---- Extracted material

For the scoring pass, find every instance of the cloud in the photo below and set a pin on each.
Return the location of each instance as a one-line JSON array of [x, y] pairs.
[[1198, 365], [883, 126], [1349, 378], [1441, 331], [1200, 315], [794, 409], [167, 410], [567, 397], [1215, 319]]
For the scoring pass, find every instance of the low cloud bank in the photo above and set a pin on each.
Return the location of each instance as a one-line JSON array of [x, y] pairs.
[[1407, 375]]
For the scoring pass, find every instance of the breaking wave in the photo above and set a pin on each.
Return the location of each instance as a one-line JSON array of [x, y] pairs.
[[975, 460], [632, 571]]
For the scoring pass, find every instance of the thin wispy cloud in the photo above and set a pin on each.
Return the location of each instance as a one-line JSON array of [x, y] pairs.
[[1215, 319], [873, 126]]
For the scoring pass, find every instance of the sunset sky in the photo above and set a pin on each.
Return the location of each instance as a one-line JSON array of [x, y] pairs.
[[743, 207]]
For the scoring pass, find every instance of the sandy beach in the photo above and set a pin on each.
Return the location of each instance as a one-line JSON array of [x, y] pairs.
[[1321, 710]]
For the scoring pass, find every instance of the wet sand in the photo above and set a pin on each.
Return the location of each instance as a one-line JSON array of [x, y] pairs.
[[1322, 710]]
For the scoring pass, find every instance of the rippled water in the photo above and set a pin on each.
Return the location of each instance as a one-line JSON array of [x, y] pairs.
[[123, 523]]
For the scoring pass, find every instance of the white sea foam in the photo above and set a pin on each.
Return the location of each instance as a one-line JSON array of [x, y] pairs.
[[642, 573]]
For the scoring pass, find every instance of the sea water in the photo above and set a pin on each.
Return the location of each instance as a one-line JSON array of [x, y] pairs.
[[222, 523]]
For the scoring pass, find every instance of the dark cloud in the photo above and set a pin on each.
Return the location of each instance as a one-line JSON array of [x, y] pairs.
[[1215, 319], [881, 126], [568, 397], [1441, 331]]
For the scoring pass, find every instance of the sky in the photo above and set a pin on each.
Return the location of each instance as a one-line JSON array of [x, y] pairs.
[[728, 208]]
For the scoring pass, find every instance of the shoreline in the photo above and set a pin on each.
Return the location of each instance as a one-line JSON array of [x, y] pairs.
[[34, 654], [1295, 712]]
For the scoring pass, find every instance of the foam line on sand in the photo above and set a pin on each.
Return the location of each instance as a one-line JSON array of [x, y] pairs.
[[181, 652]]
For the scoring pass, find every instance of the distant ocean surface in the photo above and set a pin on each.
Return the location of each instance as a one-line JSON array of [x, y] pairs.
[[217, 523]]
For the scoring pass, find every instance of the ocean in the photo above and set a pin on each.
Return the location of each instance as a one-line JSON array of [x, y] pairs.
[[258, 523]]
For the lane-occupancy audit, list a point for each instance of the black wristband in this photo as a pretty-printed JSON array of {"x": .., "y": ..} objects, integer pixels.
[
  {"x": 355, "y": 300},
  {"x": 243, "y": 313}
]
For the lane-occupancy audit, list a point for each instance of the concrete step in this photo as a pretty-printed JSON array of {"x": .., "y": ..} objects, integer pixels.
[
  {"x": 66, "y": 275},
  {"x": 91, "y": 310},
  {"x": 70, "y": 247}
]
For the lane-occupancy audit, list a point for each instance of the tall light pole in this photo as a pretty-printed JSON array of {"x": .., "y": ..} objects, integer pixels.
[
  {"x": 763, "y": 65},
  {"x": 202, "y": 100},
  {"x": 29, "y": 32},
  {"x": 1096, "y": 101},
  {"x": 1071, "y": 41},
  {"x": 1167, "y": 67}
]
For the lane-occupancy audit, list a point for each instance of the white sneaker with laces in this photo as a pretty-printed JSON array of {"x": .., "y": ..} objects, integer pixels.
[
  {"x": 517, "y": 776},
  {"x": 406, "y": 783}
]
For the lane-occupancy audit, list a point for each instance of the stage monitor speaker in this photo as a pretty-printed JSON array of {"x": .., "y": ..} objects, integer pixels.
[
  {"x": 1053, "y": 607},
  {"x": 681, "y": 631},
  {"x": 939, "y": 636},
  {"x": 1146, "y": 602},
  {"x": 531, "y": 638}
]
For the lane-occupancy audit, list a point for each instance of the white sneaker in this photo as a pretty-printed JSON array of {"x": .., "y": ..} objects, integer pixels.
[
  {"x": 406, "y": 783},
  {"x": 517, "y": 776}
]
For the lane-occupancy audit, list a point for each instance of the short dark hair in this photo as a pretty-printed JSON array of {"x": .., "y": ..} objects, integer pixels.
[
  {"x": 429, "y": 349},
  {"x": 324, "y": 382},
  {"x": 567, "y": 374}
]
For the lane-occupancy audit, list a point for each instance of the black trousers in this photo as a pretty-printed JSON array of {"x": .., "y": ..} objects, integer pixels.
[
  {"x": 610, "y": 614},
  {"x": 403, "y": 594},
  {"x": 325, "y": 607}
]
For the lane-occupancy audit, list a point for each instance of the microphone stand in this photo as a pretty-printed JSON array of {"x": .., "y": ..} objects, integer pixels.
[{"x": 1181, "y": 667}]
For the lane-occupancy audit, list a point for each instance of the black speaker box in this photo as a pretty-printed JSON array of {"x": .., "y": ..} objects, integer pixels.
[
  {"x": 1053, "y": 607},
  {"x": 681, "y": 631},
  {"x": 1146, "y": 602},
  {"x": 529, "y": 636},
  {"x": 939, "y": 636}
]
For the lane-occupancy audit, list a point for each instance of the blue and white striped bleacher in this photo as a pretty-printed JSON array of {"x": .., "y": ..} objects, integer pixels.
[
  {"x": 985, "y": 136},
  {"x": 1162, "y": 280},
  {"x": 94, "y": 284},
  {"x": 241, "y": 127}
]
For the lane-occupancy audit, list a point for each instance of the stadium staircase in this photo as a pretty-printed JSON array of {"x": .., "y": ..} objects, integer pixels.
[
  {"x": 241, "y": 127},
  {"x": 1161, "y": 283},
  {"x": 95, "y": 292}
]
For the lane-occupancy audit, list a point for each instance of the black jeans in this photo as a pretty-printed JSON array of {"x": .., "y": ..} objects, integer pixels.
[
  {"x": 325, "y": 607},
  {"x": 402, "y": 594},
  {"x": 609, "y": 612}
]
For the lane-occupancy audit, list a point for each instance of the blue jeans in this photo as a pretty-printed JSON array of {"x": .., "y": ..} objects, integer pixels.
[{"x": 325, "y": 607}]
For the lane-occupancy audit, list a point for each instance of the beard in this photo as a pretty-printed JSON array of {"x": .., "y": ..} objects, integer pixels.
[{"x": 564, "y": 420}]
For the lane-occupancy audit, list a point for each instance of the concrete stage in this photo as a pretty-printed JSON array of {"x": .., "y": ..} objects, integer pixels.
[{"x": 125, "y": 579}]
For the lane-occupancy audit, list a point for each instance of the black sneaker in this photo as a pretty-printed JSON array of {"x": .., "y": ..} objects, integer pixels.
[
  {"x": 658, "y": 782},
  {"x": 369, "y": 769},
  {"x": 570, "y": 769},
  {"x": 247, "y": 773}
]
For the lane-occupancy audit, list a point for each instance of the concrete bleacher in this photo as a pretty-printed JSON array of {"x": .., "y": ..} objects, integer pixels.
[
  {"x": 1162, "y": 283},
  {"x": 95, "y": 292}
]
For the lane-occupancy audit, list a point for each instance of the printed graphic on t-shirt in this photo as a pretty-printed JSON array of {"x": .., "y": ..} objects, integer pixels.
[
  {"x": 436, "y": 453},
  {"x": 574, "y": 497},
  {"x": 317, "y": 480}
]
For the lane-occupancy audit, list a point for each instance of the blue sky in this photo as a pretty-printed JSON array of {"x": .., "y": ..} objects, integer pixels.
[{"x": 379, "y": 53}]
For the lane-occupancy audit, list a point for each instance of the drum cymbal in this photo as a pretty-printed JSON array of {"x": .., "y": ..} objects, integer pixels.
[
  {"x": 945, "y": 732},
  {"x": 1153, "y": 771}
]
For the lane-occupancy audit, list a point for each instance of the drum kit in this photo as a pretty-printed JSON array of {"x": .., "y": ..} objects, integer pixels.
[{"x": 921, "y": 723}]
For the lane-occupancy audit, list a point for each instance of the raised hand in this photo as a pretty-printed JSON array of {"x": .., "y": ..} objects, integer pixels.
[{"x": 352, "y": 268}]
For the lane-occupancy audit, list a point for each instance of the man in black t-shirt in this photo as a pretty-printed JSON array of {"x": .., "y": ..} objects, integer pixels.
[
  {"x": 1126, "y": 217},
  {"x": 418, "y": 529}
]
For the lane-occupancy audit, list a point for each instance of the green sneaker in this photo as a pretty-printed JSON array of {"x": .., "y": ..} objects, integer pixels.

--------

* _Do this_: Write out the lines from the one containing "For the scoring pass, find every instance of the ocean" up to and including the one containing "[[258, 523]]", substituting "open sea" for "ocean" and leaving everything else unchanged.

* _Complete answer_:
For the scoring pass, find every instance of the open sea in the photo above and set a pin on each.
Return the location of each instance as a one-line JSON array of [x, y] pairs.
[[258, 523]]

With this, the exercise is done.